• [ページ抜粋]:
════
マレーシア縦断の旅6日間
(2015.3.28ー4.02)

  マレーシア縦断の旅6日間が今日からスタート。マレーシアは日本より少し面積は狭いですが、人口約3000万人 と人口密度は低くゆったりとしています。
  マレーシアの歴史はなんといってもマラッカがスタートです。そのマレーシアの歴史を少しおさらいして マレーシア縦断の旅に臨むことはこの旅を一層楽しくしてくれると思いました。   マレーシアは1400年以降イスラム教のマラッカ王国が支配していましたが、1511年にポルトガルが マラッカを占領しました。錫などの資源を狙ってもありますが最大の目的は香料の確保です。当時冷凍技術 がなく、西欧の人々にとって肉の長期保存に香料が必要で、香料貿易は多大の利益をもたらしたのです。当時マラッカは 香料貿易の中心地になっていました。
  マレーシアと日本との関係で歴史的に重要なのは、1543年の鉄砲伝来も、1549年にフランシスコザビエルが 日本にキリスト教を伝えるのもポルトガル占領下のマラッカを抜きには考えられないことです。鉄砲は海賊から 貿易を守るためマラッカは鉄砲の生産基地にもなっていてマラッカ銃ができ、種子島に漂流した船から日本にマラッカ 銃が伝来したのです。キリスト教はフランシスコ・ザビエルがマラッカで日本人ヤジロウと知り合い、彼の手引でゴア から鹿児島に上陸し布教が始まったのです。
════
• [データ抜粋]:
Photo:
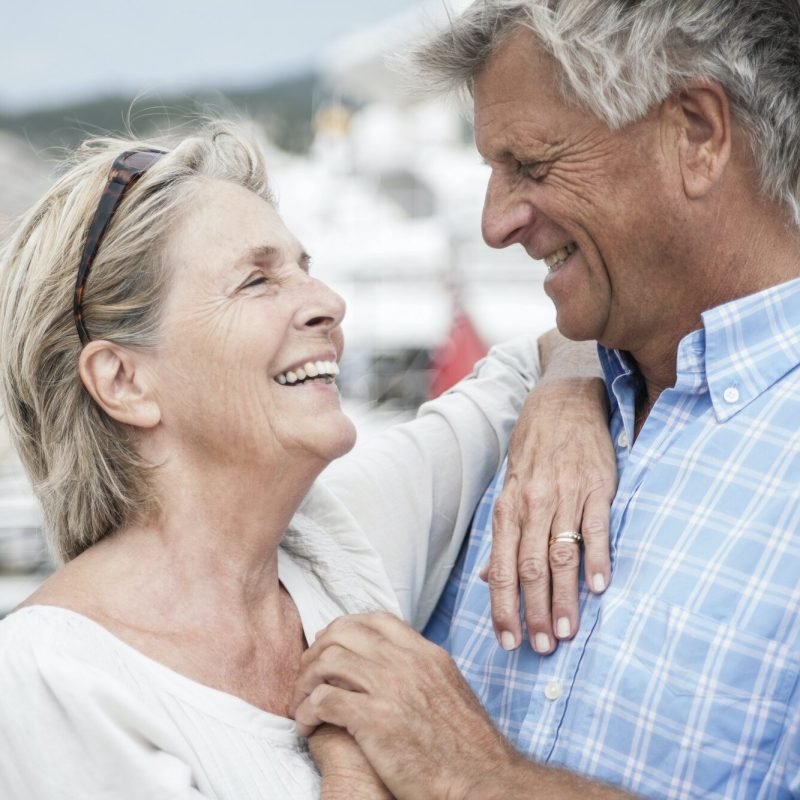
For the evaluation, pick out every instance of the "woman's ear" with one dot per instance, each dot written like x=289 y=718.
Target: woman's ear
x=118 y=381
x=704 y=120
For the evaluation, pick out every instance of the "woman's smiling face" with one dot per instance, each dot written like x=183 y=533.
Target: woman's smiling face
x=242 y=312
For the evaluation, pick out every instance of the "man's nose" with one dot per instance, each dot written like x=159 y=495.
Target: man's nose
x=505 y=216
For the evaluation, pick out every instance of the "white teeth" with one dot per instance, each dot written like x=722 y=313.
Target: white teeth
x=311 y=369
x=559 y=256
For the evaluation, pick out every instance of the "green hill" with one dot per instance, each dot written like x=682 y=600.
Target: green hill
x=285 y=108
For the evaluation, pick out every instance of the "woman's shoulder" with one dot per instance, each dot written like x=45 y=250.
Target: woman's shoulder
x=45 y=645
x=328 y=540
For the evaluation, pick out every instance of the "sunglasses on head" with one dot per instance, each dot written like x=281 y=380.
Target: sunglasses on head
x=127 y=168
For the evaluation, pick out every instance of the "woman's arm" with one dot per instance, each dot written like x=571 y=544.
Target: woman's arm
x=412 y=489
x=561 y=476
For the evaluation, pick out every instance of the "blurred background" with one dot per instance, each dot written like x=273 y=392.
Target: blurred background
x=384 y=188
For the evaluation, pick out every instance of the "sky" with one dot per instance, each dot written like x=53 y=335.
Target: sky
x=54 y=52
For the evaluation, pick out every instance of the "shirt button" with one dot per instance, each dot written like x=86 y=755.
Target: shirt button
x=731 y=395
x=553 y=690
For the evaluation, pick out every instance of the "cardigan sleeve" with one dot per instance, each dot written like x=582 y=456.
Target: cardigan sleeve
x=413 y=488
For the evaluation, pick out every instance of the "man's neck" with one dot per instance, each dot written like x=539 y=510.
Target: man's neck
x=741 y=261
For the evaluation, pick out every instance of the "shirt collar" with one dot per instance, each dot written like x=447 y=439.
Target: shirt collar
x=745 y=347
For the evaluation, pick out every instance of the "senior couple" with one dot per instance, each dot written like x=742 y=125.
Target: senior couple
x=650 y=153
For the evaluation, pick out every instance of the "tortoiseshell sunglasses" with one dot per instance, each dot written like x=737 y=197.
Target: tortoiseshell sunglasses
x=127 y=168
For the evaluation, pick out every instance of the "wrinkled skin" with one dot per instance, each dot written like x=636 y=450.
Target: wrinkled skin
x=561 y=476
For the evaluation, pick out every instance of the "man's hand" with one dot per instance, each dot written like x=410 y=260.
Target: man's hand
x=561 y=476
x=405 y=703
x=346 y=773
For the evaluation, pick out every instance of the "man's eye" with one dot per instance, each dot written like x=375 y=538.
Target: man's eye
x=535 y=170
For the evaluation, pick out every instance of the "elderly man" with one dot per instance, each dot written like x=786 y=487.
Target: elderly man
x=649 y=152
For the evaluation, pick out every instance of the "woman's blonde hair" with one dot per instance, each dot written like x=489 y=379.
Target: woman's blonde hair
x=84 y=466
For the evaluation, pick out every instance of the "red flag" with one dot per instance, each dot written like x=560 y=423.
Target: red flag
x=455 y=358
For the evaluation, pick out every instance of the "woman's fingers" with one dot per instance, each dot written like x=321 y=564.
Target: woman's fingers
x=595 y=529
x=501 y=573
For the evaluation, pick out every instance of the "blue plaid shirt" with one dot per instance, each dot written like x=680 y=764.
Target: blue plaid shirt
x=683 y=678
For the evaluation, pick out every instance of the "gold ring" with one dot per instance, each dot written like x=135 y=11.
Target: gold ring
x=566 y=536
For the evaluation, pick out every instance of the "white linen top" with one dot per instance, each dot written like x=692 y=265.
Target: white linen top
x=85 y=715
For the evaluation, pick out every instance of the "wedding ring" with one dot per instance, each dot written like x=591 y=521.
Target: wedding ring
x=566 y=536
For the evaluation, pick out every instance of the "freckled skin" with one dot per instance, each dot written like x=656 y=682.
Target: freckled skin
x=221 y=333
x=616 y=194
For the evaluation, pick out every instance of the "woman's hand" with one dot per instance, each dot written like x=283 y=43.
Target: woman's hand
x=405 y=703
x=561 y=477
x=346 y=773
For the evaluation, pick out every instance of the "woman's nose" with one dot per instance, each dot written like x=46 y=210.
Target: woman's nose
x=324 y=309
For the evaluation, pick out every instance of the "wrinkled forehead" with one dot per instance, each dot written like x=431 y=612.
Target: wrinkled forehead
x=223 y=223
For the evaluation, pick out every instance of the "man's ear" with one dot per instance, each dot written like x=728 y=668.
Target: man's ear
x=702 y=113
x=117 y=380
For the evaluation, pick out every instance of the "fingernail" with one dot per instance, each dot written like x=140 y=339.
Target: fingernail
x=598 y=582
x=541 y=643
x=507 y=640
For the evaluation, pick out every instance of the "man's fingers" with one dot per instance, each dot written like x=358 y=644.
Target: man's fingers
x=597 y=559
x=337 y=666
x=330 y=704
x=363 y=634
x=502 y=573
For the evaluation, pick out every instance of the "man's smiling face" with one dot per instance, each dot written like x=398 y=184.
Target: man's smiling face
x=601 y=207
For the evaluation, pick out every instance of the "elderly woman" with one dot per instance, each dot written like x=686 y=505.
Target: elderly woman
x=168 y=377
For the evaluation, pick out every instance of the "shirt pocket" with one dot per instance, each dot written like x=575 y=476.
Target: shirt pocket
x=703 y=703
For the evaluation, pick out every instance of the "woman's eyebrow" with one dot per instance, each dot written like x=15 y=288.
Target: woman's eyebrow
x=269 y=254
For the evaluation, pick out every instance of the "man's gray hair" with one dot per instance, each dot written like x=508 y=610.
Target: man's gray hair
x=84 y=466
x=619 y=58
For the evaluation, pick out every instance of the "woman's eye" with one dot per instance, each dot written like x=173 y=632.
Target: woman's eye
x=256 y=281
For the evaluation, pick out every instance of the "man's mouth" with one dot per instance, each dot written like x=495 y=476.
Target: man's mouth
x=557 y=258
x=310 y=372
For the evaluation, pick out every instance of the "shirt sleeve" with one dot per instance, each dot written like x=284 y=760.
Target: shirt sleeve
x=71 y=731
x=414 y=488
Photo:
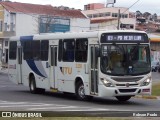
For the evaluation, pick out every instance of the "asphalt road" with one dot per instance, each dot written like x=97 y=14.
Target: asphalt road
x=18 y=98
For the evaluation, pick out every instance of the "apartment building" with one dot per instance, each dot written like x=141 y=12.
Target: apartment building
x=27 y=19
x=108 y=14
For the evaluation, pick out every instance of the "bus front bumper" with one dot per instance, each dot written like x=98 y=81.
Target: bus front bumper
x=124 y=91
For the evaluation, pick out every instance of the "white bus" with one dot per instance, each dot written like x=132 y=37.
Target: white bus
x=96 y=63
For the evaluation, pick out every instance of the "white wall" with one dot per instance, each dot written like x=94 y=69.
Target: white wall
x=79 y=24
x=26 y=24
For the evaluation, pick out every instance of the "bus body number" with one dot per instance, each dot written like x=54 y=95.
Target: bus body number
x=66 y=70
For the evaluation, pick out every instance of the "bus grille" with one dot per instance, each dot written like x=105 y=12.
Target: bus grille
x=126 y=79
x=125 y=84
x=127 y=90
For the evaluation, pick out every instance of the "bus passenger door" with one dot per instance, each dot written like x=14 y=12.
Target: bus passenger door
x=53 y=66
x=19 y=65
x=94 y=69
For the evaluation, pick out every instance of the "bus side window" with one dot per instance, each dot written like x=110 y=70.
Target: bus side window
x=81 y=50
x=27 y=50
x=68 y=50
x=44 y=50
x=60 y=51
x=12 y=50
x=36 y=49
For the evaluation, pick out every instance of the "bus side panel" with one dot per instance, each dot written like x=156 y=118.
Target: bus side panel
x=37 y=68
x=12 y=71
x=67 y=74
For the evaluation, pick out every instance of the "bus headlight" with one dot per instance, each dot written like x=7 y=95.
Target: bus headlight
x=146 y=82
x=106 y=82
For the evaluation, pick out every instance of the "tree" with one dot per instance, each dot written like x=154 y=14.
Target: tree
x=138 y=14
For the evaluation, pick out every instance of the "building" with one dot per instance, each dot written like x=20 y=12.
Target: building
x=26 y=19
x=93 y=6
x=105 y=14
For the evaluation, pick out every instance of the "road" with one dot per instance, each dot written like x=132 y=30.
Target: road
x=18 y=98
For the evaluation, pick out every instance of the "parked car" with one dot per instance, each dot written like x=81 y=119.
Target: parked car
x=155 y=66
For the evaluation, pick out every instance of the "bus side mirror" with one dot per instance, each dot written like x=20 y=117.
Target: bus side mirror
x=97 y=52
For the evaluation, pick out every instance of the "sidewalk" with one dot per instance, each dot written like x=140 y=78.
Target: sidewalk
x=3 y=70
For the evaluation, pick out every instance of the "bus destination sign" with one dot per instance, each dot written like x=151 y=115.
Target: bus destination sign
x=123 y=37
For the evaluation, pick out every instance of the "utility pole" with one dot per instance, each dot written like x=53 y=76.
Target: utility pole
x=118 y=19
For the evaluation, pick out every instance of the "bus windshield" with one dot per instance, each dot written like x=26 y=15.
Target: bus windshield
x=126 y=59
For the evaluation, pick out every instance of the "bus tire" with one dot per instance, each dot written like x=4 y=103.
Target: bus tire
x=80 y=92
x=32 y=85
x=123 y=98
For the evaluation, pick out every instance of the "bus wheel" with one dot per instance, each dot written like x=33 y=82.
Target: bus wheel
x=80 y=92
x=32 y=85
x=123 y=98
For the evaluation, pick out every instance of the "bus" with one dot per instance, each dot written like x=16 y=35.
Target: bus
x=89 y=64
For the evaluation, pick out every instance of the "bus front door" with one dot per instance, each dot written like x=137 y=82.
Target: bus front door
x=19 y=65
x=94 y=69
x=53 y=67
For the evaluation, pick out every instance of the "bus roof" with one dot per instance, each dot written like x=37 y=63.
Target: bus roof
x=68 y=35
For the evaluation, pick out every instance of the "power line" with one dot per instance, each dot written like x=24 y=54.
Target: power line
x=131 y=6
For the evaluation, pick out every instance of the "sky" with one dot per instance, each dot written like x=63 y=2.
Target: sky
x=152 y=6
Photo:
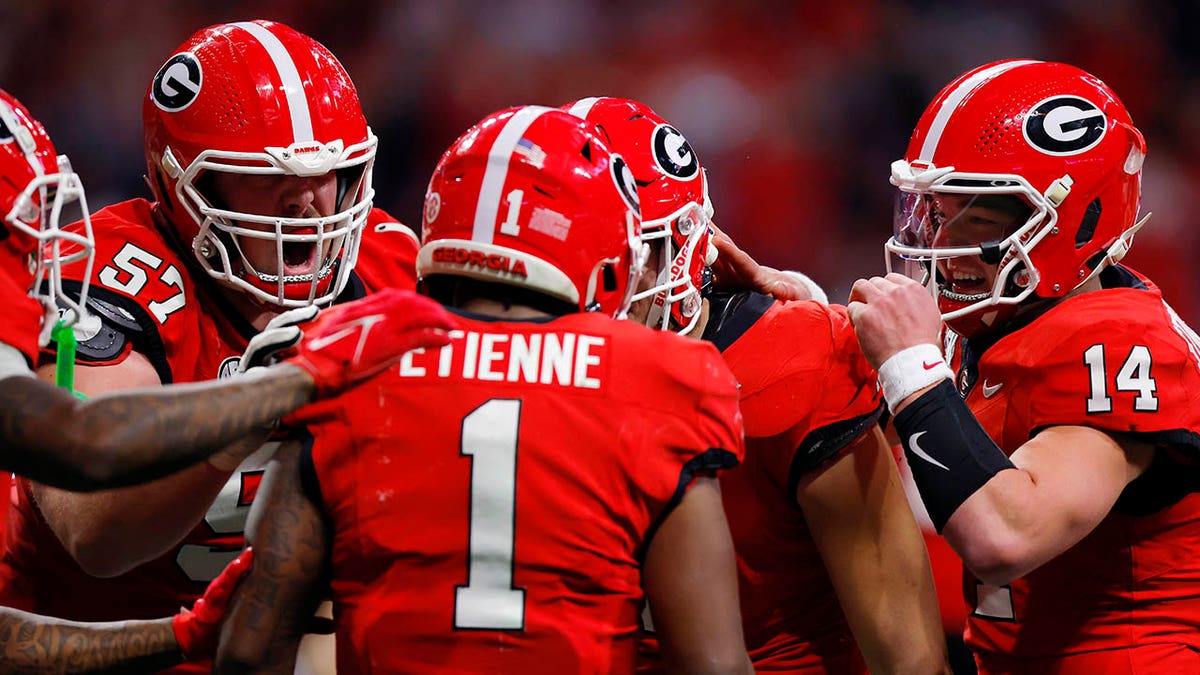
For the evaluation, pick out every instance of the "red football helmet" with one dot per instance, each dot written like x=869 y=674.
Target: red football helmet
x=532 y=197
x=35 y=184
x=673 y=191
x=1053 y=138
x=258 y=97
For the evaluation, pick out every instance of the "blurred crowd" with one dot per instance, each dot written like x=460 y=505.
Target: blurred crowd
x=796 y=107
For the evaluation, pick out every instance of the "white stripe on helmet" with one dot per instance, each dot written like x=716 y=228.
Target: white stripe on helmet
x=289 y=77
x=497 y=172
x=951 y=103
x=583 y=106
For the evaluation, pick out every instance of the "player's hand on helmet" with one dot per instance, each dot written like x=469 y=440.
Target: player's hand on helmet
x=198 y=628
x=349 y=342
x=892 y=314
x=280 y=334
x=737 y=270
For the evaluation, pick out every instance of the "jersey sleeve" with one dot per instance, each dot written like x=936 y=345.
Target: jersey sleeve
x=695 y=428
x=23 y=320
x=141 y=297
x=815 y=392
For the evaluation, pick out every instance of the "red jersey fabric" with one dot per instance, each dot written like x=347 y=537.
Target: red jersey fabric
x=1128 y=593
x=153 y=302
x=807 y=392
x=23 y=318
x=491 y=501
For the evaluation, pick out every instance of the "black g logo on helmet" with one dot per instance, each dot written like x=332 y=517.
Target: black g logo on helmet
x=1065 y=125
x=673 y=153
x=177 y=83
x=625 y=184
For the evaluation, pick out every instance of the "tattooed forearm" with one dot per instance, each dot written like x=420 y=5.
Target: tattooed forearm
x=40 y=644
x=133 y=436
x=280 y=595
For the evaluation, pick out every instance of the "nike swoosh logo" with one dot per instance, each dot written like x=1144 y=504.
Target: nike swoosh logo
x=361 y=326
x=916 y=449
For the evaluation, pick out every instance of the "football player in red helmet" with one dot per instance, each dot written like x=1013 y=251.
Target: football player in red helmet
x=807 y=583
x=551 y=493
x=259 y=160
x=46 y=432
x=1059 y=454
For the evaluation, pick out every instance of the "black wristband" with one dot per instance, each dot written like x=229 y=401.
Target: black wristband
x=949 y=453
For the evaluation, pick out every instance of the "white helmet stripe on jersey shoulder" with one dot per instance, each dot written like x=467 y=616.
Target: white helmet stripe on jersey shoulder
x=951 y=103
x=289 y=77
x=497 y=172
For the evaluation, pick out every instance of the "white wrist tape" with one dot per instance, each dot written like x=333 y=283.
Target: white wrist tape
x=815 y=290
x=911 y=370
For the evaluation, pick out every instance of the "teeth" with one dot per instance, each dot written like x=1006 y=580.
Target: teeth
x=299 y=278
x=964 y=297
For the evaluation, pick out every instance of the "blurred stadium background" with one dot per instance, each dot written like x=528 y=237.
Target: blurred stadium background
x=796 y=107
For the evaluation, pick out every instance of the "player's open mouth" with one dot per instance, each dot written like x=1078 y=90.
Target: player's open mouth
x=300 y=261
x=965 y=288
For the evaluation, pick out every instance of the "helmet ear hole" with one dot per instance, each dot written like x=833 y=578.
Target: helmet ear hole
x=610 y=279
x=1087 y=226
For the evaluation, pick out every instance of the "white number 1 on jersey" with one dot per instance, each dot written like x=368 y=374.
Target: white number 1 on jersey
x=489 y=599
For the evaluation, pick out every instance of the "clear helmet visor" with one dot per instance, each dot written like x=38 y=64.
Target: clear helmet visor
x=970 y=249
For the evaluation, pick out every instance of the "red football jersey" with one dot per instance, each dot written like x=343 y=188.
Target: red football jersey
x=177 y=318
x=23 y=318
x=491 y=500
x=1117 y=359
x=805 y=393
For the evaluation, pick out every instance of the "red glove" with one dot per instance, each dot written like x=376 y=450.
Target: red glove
════
• [短い課題 1]: マレーシア旅行記によると、1511年にマラッカを占領したのはどの国か。
• [短い課題 2]: マレーシア旅行記の最後の文の後から、続きを書き継いでください。

• [想定解答 1]: ポルトガル。

• [想定解答 2]:
  1641年にはオランダがマラッカを占領します。それが現在マラッカのオランダ広場・セントポール教会跡 として世界遺産になっています。
  18世紀の末に英国はまずペナン島を獲得し、そこがジョージタウンとして世界遺産になっています。英国は更に マラッカをも獲得します。19世紀に入り更に英国はシンガポールをも獲得し、マレー半島を英領植民地としました。 その後、1941年からのの太平洋戦争の間日本がマレー半島全域を占領しましたが、戦後の1957年にマラヤ連邦として独立し ました。
  1963年には北ボルネオ、サラワクがマラヤ連邦に統合され、マレーシアが成立しましたが、1965年にシンガポール が独立し、13州のマレーシアとなりました。1981年から2003年の長きに渡りマハティールが首相となり今日の マレーシア発展の礎を作ったと言われます。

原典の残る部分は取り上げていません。